— begin PASSAGE GIVEN —
Brand owners face a changing landscape at the U.S. federal registration level as the U.S. Patent and Trademark Office (“USPTO”) implements a new fee structure. These changes have important implications for trademark registration strategies, budget planning, and risk management around trademark prosecution and maintenance. The USPTO’s key regulatory changes include fee revisions under 37 C.F.R. Part 2. In addition, the USPTO has published new data regarding first action and total pendency of trademark applications. While the underlying statutory framework under the Lanham Act (15 U.S.C. § 1051 et seq.) remains largely unchanged, the operational cost structure, filing strategy and timeline considerations are changing.
The USPTO’s 2025 fee changes mark a significant shift in federal trademark strategy for brand owners. Now, there is a single base application fee for new filings plus surcharge fees for incomplete filings or custom identifications of goods and services (“Base+”). In addition, the USPTO is implementing surcharges for “free-form text box” identifications of goods and services. The new fee structure means brand owners must recalibrate their filing budgets. For example, where previously TEAS Plus and TEAS Standard had fixed fees, the Base+ surcharge structure means the effective cost may vary significantly depending on the complexity of the application. Companies should evaluate whether custom identifications or “free-form text” entries are truly necessary, and whether multiple class filings carry disproportionate surcharges. Because surcharges apply for lengthy or free-form descriptions of goods and services, applicants should consider whether streamlined, standardized identifications would suffice. It goes without saying that overly broad or excessively verbose descriptions will likely trigger higher fees. Moreover, in view of the updated guidance on identification and classification, careful drafting can reduce risk of office action refusals or delays.
— end PASSAGE GIVEN —
• WRITTEN INSTRUCTION 1
Please duplicate the lines of the entries below, starting with the line that contains "instrument as a single dot per instance." and going on through the final line of the entries.
The trademark fee passage and the entries are two separate pieces of material.
— begin TASK INPUTS —
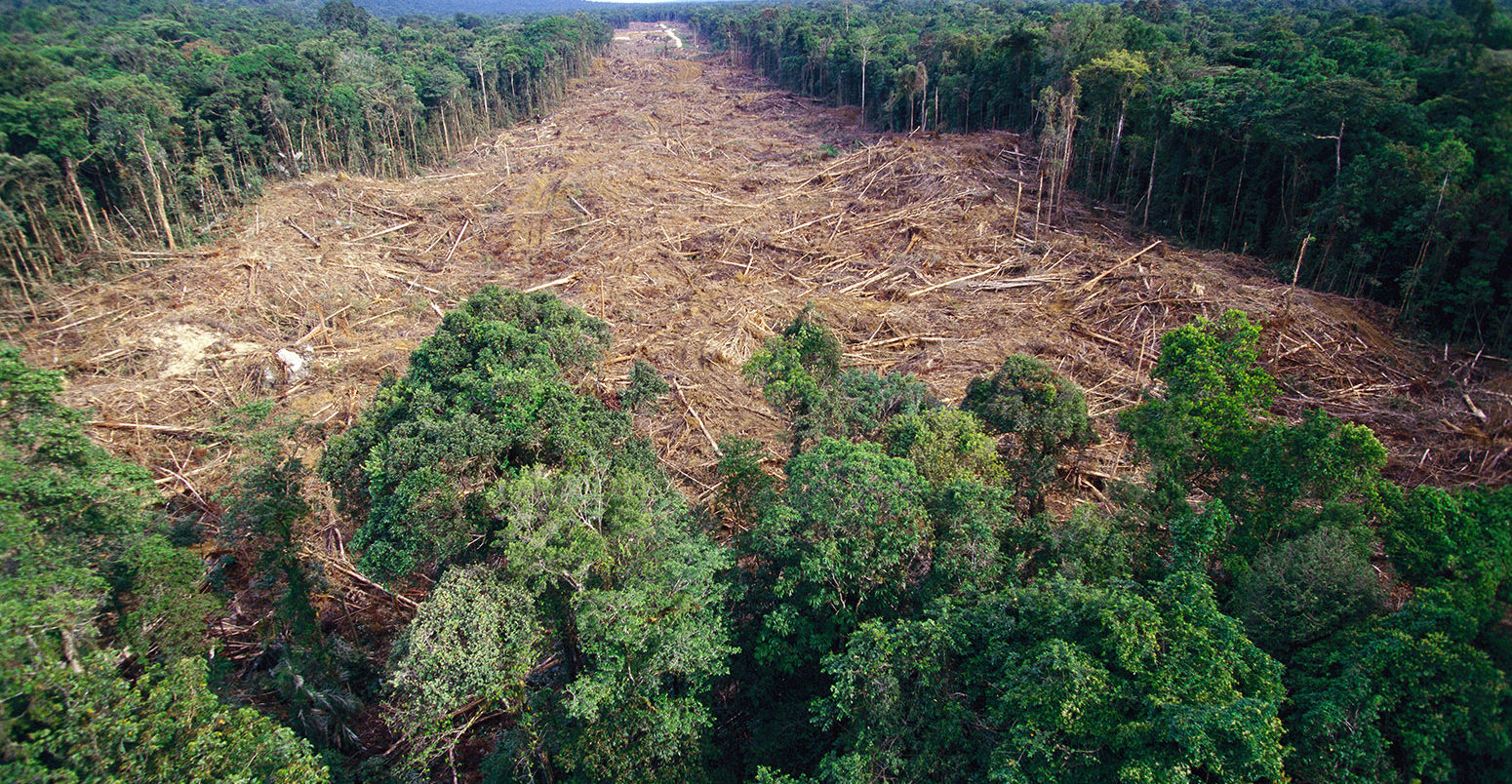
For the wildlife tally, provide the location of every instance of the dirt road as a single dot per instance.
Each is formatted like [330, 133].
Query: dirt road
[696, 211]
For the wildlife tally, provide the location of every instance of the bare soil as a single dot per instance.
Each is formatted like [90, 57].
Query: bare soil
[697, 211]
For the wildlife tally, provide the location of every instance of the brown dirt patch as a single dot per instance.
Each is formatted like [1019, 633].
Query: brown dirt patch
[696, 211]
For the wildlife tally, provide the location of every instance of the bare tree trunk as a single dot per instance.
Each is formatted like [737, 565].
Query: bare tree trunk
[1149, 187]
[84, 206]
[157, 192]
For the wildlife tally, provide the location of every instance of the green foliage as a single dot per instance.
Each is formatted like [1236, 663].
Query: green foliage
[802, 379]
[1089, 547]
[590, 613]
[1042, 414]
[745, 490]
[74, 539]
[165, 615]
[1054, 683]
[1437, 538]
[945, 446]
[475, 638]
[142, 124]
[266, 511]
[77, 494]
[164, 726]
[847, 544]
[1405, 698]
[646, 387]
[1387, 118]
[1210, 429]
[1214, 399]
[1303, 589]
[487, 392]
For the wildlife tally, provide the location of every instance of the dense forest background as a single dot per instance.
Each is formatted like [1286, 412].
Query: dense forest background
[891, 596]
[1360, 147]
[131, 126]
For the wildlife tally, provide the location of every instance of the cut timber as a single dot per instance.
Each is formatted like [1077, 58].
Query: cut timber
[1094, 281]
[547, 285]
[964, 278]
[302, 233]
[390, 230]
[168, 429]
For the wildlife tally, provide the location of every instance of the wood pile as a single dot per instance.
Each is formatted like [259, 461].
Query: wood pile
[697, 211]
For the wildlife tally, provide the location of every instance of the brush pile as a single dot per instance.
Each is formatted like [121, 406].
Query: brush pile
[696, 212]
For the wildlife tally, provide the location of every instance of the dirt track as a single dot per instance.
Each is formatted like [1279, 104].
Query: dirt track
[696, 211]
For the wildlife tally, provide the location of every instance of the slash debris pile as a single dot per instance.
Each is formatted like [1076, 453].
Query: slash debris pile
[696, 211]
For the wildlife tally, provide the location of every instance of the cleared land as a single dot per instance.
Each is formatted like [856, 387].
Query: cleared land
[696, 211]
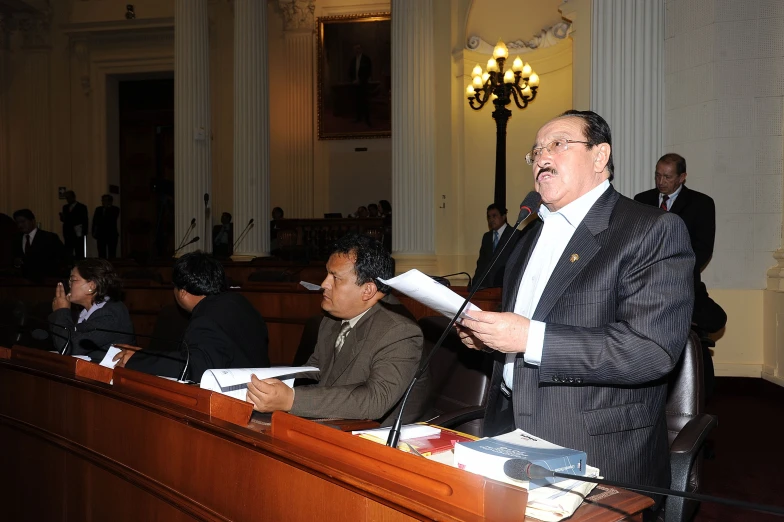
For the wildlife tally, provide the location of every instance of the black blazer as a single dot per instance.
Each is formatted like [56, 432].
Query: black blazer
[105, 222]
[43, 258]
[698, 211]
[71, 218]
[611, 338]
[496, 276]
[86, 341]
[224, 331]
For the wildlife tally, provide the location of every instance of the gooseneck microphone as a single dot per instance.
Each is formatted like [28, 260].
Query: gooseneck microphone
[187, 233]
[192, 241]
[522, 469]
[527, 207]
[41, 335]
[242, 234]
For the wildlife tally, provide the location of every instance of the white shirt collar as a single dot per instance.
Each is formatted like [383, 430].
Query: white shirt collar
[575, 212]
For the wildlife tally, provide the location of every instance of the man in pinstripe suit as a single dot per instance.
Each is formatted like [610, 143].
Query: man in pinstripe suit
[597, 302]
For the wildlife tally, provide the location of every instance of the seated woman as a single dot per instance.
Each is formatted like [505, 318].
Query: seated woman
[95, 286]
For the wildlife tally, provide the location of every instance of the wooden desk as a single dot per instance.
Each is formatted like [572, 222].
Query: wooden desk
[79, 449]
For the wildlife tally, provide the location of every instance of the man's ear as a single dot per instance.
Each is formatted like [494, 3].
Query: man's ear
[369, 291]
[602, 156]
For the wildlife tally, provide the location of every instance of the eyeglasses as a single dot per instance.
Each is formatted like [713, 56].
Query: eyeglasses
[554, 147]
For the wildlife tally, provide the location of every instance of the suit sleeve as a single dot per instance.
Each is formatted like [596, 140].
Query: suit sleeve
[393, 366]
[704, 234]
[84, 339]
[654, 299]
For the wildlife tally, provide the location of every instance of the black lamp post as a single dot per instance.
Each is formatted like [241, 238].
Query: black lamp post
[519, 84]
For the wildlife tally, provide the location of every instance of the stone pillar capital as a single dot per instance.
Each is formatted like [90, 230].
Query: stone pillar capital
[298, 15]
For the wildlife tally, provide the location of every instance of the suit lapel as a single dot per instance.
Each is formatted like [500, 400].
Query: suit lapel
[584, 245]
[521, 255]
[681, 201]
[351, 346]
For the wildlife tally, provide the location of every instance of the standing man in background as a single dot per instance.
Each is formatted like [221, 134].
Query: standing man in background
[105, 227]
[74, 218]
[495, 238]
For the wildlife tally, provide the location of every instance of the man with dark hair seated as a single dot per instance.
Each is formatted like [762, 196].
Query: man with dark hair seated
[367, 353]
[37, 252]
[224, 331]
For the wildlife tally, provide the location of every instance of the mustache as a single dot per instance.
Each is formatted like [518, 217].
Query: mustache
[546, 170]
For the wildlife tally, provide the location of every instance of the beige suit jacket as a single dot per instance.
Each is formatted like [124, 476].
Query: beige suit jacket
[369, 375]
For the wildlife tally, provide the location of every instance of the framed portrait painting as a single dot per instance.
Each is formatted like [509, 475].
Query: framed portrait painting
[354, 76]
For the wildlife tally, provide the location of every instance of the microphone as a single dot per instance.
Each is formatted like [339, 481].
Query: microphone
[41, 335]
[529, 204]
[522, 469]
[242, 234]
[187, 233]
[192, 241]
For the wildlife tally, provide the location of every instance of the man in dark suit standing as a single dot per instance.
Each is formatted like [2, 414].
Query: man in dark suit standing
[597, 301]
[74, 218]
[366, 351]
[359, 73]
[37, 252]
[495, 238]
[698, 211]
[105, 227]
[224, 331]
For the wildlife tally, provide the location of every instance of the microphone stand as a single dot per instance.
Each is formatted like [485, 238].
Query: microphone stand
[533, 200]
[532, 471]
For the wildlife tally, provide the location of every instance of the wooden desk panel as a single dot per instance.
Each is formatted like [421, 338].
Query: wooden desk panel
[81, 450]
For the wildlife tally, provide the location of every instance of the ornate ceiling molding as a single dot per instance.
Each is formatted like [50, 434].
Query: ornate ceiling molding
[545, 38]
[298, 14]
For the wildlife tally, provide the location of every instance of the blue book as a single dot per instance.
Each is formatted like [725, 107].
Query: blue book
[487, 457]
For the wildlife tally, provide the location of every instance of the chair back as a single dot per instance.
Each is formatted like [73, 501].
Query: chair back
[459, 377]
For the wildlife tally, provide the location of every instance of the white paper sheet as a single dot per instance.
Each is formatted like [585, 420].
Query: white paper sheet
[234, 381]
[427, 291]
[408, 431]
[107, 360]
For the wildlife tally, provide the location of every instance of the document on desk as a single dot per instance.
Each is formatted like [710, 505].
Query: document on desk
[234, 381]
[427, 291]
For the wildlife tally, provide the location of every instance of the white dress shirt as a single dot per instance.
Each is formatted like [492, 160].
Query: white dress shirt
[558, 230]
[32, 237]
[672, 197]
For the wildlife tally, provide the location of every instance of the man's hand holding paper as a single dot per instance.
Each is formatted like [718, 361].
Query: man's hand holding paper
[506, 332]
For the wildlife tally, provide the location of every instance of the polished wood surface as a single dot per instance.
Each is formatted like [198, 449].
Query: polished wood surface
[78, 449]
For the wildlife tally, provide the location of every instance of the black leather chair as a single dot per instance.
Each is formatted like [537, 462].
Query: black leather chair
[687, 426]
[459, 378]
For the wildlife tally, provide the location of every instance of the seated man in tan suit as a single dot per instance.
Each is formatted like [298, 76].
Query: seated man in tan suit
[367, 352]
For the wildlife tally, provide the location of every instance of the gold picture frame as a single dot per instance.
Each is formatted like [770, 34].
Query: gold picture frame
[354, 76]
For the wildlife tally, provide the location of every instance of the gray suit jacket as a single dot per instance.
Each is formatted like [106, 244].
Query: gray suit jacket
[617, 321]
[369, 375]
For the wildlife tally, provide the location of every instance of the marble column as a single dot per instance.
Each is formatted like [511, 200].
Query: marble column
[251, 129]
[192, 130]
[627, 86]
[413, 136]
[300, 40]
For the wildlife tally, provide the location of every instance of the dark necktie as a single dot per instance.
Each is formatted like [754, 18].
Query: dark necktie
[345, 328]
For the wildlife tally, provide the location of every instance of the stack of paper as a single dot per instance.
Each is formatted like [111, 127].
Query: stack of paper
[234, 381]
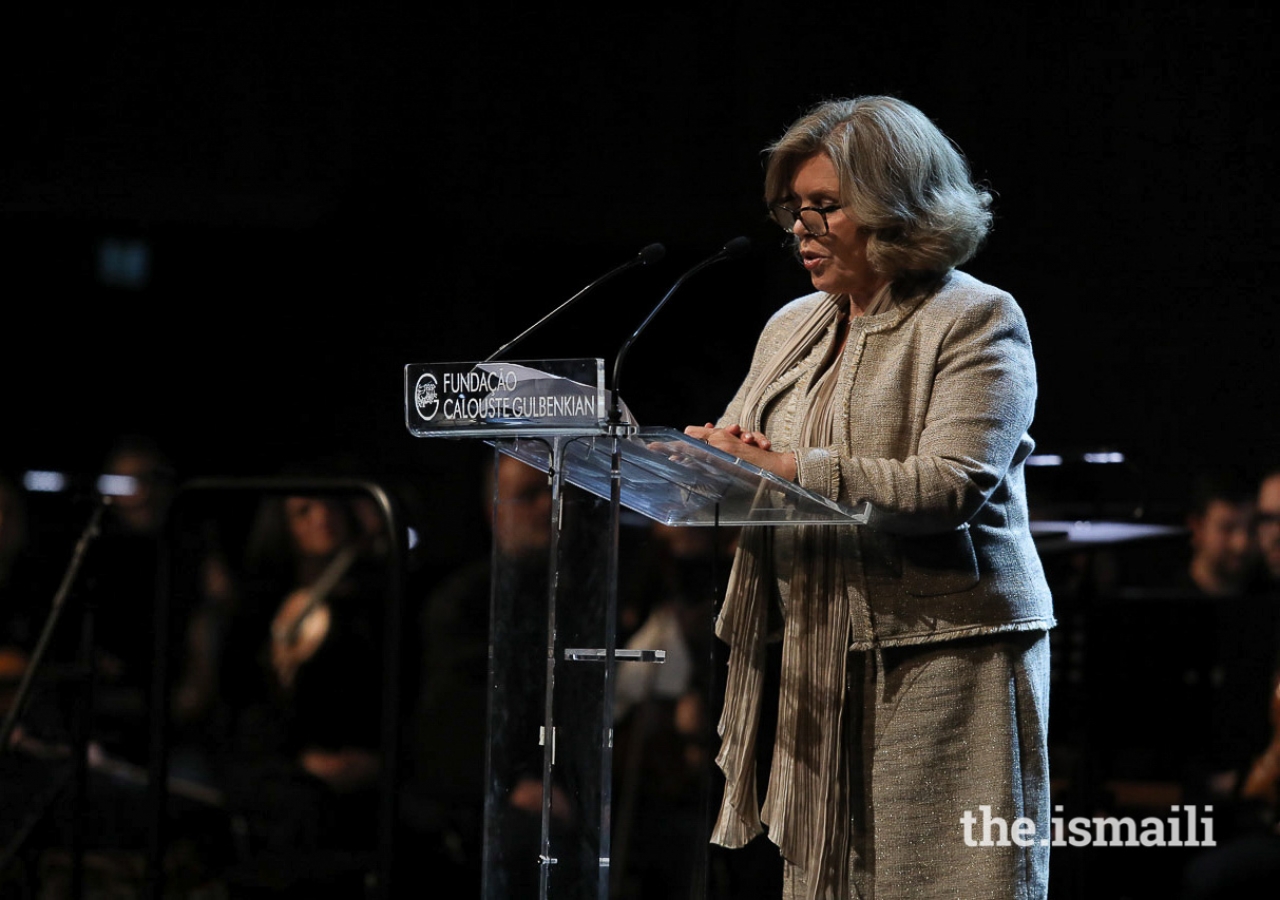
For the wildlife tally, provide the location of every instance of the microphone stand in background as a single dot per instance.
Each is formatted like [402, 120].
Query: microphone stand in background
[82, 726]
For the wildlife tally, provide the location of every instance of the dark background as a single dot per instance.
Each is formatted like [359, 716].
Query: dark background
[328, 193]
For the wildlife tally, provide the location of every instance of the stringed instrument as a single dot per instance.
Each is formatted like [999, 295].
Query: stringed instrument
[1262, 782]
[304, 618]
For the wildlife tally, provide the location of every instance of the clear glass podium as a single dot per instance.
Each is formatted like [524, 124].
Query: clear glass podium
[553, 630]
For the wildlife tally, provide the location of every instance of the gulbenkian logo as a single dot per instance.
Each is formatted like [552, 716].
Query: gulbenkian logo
— end TASK INPUTS —
• WRITTEN INSTRUCTION 2
Set down the trademark fee passage word for word, starting with "Brand owners face" and going on through "considerations are changing.".

• PROBLEM SOLUTION 1
For the wildlife tally, provide the location of every instance of the stringed instrument as a single dot per instance.
Each is formatted like [999, 295].
Query: stringed instrument
[1262, 782]
[304, 618]
For the wildlife tally, provide the location of every instance of the clear glass podium as a single dot per instance.
Each is formatted like [524, 124].
Query: clear glass podium
[553, 630]
For the wildlife tally, provide the location of every instance of the gulbenkian logo as a single dot per instance.
Each is formatted like [552, 716].
Query: gulbenkian logo

• PROBLEM SOLUTION 2
Brand owners face a changing landscape at the U.S. federal registration level as the U.S. Patent and Trademark Office (“USPTO”) implements a new fee structure. These changes have important implications for trademark registration strategies, budget planning, and risk management around trademark prosecution and maintenance. The USPTO’s key regulatory changes include fee revisions under 37 C.F.R. Part 2. In addition, the USPTO has published new data regarding first action and total pendency of trademark applications. While the underlying statutory framework under the Lanham Act (15 U.S.C. § 1051 et seq.) remains largely unchanged, the operational cost structure, filing strategy and timeline considerations are changing.